Elsevier

Ad Hoc Networks

Volume 8, Issue 5, July 2010, Pages 506-517
Ad Hoc Networks

On the feasibility of UMTS-based Traffic Information Systems

https://doi.org/10.1016/j.adhoc.2009.12.003Get rights and content

Abstract

Intelligent Transportation Systems (ITS) are a hot topic in the communications society. Currently, research is primarily focusing on setting up Vehicular Ad Hoc Networks (VANETs) based on WLAN technology. However, VANETs are heavily dependent on high market penetration or infrastructure support. Third-generation (3G) networks might complement these efforts. They are already widely deployed and can serve as the basis for Car-to-Infrastructure (C2I) applications. We developed a simulation framework for holistic analysis of complex UMTS-based ITS. This framework couples simulation models with corresponding protocols of the UMTS link level, of higher network layers, and of road traffic. Based on our simulation framework and real-world 3G network coverage data, we evaluated a UMTS-based Traffic Information Systems (TIS) in a typical highway scenario in which information about traffic jams needed to be communicated to other cars for optimized route planning. The evaluation clearly outlines the capabilities of the simulation framework and evaluation results are consistent with all expectations. For example, we show that the availability of UMTS multicast distribution services are demanded for an efficient operation of the TIS application.

Introduction

Recently, the communications society intensified its focus on vehicular communication architectures and protocols. This includes scenarios such as safety applications, but at the same time, these mechanisms are also intended for use in general purpose Traffic Information Systems (TISs), e.g. for optimized route planning. Basically, two approaches are competing in this field: Car-to-Car (C2C) and Car-to-Infrastructure (C2I) communication architectures. Presently, mainly WLAN according to the IEEE 802.11p standard [1] is used in this domain. However, for general purpose TISs these C2I applications require massive investments into a new infrastructure, e.g. along highways. C2C communication solutions address this problem by using the moving vehicles as a dynamic infrastructure established by Vehicular Ad Hoc Networks (VANETs) [2], [3]. An example is the approach taken by the Self-Organizing Traffic Information System (SOTIS) [4]. Whereas it has been shown that this system works well even with a low penetration of SOTIS installations, new problem domains are opened, e.g. the increased end-to-end delay and the reduced quality or granularity of the available information. Furthermore, security is an aspect in terms of drivers’ privacy and information security for closed user groups.

3G telecommunication networks, specifically UMTS, are a relatively new player in this field [5], [6] and offer a couple of benefits for TIS applications. Owing to their system design, in conjunction with much larger data rates compared to 2G networks, TIS operation based on 3G networks becomes economically feasible. In addition, unlike C2I solutions using WLAN or WiMAX, UMTS-based solutions can rely on readily-available infrastructure.

Compared to WLAN-based TIS solutions, however, the perceived strengths and weaknesses of UMTS networks are quite different. While, for example, the security of C2C networks cannot easily be guaranteed [7], there already are strong security measures in place to guarantee 3G networks’ integrity, which can be re-used for C2I communication. As a second example, the distance between a message’s sender and its intended receivers is almost a non-issue in 3G networks: its impact on the end-to-end delay is negligible. On the other hand, even for short-distance messages the end-to-end delay is already quite high compared to that of direct radio links.

Stored data

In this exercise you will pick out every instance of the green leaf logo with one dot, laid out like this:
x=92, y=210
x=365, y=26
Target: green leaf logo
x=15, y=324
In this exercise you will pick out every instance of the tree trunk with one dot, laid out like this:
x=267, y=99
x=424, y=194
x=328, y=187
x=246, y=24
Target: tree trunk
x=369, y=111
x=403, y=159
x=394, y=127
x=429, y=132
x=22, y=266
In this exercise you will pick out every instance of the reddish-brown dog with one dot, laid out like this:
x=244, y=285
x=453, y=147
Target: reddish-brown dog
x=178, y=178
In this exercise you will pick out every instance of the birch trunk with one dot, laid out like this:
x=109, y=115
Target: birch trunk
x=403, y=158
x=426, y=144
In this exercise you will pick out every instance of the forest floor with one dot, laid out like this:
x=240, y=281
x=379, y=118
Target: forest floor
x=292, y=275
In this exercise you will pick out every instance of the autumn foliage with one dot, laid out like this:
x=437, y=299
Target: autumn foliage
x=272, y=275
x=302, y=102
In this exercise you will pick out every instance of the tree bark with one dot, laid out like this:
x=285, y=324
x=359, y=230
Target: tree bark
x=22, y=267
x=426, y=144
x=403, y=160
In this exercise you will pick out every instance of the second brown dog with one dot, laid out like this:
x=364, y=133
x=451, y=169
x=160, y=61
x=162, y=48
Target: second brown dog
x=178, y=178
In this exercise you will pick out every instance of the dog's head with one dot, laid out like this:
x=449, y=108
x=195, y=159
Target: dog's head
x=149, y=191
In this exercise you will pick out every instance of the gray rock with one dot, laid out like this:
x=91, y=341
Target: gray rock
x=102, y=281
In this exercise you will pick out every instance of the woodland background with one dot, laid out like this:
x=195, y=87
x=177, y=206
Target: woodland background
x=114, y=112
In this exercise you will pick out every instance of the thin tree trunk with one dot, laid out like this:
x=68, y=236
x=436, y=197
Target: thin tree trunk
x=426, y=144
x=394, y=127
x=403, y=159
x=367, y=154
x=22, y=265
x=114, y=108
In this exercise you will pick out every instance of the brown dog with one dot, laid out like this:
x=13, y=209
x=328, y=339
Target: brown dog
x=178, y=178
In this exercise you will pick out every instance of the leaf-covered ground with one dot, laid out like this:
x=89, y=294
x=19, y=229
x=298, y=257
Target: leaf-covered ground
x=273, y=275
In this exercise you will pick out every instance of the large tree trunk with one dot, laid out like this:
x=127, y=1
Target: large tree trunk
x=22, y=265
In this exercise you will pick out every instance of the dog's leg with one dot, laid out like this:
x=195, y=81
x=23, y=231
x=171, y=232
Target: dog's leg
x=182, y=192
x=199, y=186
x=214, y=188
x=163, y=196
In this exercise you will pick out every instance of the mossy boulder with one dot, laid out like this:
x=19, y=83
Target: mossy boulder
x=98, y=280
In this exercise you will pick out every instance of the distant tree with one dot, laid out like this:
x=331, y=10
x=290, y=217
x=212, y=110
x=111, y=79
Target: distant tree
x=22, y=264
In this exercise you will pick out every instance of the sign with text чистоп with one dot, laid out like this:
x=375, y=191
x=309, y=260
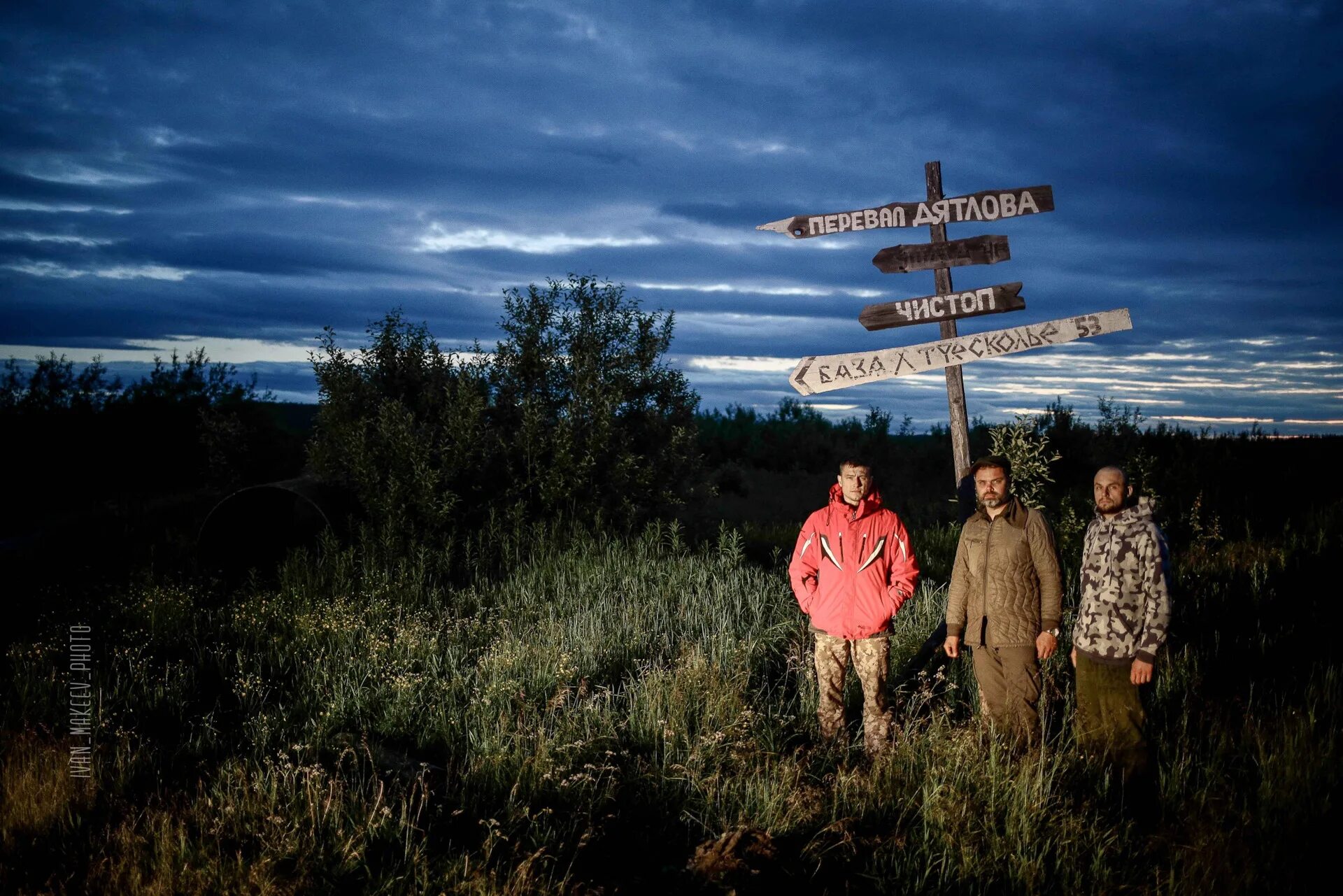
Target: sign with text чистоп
x=827, y=372
x=931, y=309
x=989, y=204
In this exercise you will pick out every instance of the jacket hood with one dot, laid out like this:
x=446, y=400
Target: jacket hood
x=869, y=504
x=1143, y=508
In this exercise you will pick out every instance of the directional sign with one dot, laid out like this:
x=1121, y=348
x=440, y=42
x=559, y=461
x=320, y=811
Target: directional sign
x=925, y=309
x=953, y=253
x=990, y=204
x=827, y=372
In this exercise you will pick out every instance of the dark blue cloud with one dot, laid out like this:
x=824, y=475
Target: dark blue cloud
x=260, y=171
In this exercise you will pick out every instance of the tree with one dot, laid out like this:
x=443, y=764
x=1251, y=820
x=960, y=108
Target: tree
x=402, y=425
x=598, y=422
x=574, y=417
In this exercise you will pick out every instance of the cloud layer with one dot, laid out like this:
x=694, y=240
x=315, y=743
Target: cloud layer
x=249, y=173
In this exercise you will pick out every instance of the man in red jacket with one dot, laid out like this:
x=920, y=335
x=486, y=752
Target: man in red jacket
x=851, y=573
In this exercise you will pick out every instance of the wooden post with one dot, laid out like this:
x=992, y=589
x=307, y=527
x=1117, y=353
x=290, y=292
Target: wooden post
x=955, y=385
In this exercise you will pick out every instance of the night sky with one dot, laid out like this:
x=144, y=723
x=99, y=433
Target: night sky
x=238, y=176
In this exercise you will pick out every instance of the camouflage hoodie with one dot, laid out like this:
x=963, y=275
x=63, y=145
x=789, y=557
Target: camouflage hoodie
x=1125, y=602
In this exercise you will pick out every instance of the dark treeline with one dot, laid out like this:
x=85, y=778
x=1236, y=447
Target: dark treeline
x=80, y=442
x=1202, y=481
x=575, y=421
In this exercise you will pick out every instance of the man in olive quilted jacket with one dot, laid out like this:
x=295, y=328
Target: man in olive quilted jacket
x=1005, y=599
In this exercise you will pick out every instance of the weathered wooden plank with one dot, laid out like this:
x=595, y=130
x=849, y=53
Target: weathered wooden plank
x=927, y=309
x=989, y=204
x=954, y=253
x=827, y=372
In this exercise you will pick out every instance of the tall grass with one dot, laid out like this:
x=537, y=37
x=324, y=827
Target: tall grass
x=637, y=715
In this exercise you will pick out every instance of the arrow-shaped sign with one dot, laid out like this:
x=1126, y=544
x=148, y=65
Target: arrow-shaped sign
x=953, y=253
x=989, y=204
x=827, y=372
x=925, y=309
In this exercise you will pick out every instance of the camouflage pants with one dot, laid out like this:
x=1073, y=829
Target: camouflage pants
x=871, y=659
x=1109, y=716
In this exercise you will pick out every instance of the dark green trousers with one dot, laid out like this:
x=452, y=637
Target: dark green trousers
x=1111, y=723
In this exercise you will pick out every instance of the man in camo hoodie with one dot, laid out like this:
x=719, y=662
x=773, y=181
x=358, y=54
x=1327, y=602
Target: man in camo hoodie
x=1121, y=624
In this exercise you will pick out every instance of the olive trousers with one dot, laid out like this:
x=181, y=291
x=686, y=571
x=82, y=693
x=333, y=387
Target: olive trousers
x=1009, y=690
x=1111, y=723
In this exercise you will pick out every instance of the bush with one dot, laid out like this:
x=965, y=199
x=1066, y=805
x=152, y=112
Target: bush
x=575, y=417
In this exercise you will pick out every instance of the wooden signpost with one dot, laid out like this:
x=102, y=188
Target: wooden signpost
x=990, y=204
x=990, y=300
x=821, y=374
x=953, y=253
x=827, y=372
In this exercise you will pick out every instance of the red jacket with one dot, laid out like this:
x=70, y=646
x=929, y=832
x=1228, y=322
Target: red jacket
x=853, y=567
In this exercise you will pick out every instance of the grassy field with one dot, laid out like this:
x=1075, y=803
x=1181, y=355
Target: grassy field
x=638, y=716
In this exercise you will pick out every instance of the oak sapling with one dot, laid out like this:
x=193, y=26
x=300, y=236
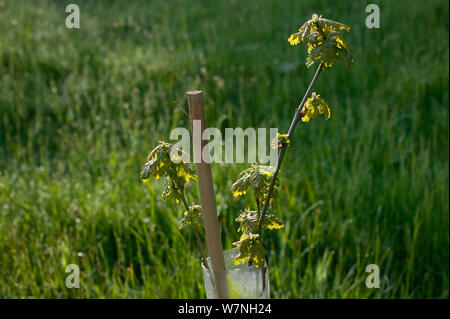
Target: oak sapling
x=326, y=45
x=166, y=161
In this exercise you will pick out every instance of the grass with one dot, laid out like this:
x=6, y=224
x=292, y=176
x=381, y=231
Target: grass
x=81, y=109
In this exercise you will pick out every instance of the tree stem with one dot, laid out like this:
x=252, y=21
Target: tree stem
x=294, y=122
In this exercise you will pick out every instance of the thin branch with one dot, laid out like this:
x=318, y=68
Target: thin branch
x=296, y=118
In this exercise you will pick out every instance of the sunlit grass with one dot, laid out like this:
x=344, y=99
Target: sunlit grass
x=81, y=109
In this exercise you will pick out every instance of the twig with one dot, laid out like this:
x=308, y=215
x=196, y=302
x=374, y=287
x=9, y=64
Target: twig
x=296, y=118
x=197, y=236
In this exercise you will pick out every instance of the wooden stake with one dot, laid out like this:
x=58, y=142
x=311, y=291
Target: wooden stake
x=207, y=196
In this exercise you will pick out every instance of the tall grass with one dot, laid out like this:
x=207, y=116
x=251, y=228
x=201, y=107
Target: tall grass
x=80, y=110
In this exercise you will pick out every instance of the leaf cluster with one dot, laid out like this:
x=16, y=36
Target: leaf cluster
x=257, y=177
x=250, y=250
x=193, y=217
x=165, y=160
x=249, y=222
x=314, y=106
x=280, y=141
x=324, y=40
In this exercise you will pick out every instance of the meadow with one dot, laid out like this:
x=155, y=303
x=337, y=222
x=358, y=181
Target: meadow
x=80, y=109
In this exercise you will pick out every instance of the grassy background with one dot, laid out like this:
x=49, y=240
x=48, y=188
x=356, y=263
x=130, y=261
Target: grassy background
x=80, y=110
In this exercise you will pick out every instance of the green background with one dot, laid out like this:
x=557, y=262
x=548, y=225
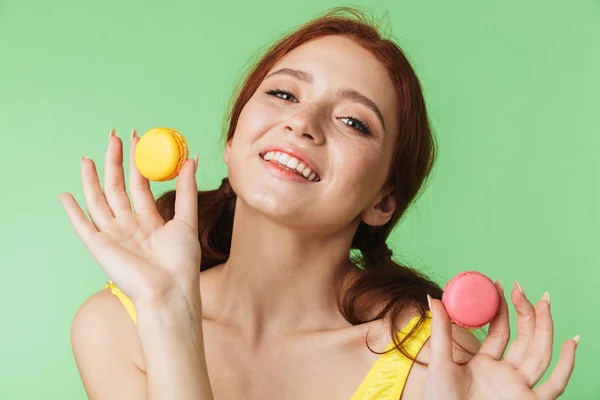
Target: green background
x=513, y=94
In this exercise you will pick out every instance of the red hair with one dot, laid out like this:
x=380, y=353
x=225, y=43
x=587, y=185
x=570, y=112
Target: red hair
x=384, y=288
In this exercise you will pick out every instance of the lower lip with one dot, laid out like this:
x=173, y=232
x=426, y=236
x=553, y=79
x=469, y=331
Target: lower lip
x=283, y=173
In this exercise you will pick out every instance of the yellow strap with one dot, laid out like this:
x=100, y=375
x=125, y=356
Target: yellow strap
x=124, y=299
x=387, y=377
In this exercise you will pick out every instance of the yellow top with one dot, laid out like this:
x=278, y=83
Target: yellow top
x=387, y=377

GIVEN TASK 1: Update the passage of the article on UMTS-based traffic information systems between "3G telecommunication networks, specifically" and "on readily-available infrastructure.", inclusive, changing "economically feasible" to "commercially viable".
GIVEN TASK 2: According to the article on UMTS-based traffic information systems, which standard is WLAN presently used under in this domain?
GIVEN TASK 3: Continue the article on UMTS-based traffic information systems from the point at which it stops.
These records bear no relation to the article on UMTS-based traffic information systems.

TASK RESPONSE 1:
3G telecommunication networks, specifically UMTS, are a relatively new player in this field [5], [6] and offer a couple of benefits for TIS applications. Owing to their system design, in conjunction with much larger data rates compared to 2G networks, TIS operation based on 3G networks becomes commercially viable. In addition, unlike C2I solutions using WLAN or WiMAX, UMTS-based solutions can rely on readily-available infrastructure.

TASK RESPONSE 2: IEEE 802.11p

TASK RESPONSE 3:
A key question to be asked about an infrastructure-based C2I communication system is therefore whether end-to-end delays will still be acceptable not only for common TIS applications, but also for the transmission of hazard warnings. Another important question is whether such a system will scale better [8] than more traditional WLAN-based C2C solutions to accommodate high penetration rates, given that in this C2I solution all network traffic has to be routed through the available infrastructure. Together with obvious business reasons, both questions are at the core of the problems which hindered adoption of some of the early 2G-based approaches [9] to C2C and C2I communications via a cellular network proposed in the 1990s. Development of C2I solutions is now picking up again, with new approaches based on 3G networks.

The state of art in cellular communication already allows for interesting and proven applications in the domain of Intelligent Transportation Systems (ITS), one such application being the derivation of estimations on traffic density from passively acquired cellular network data and its distribution to end users within minutes, marketed as, e.g. the TomTom HD Traffic service. New technologies in UMTS networks, however, promise delays of less than one second while at the same time reducing network load.

Recent work in this field has mainly dealt with analytical evaluations of only some of such a communication system’s aspects [6]. By means of an analytical model, the authors quantified the achievable performance in some realistic scenarios. In particular, the advantages of the Multimedia Broadcast Multicast Service (MBMS) were studied, which is needed to support efficient C2I services on top of the UMTS network if the number of users is high [10]. Although MBMS is still lacking widespread commercial adoption, interoperability tests and several trials in operators’ networks have already proven the standard ready for adoption.

Experimental approaches have accomplished post-hoc analysis of implemented testbeds using state of the art technology. In these setups, either detailed studies have been conducted [5] or complex extensible testbed architectures have been developed [11]. However, only the currently deployed UMTS versions could be tested and the size of the experiments was limited. Moreover, an evaluation of the environmental impact of TISs based on real-world experiments is infeasible, and even simulative studies on this topic are rare [12].

Simulation experiments of UMTS networks are usually performed using proprietary models without focus on application in vehicular environments, e.g. in [13], and without incorporating realistic mobility models. Furthermore, such simulations are not using a holistic approach, i.e. they are not including all system aspects from the wireless links to the core 3G network as well as influence of the road traffic. Even for WLAN-based C2C approaches, it has been shown that coupled simulation of network communication and road traffic is necessary [14], [15].

Comprehensive evaluations of such vehicular communication systems, using features which are still in the early planning stages, can, however, be performed if all components of such a system are modeled in sufficient detail and assembled into a simulative testbed. Therefore, we developed a new simulation framework that allows such a holistic analysis of complex 3G-based TISs. Our simulation framework, Veins (Vehicles in Network Simulation), is based on a bidirectionally coupled environment for network simulation and road traffic microsimulation.1 Veins has also been used for recent studies of VANET protocols [16].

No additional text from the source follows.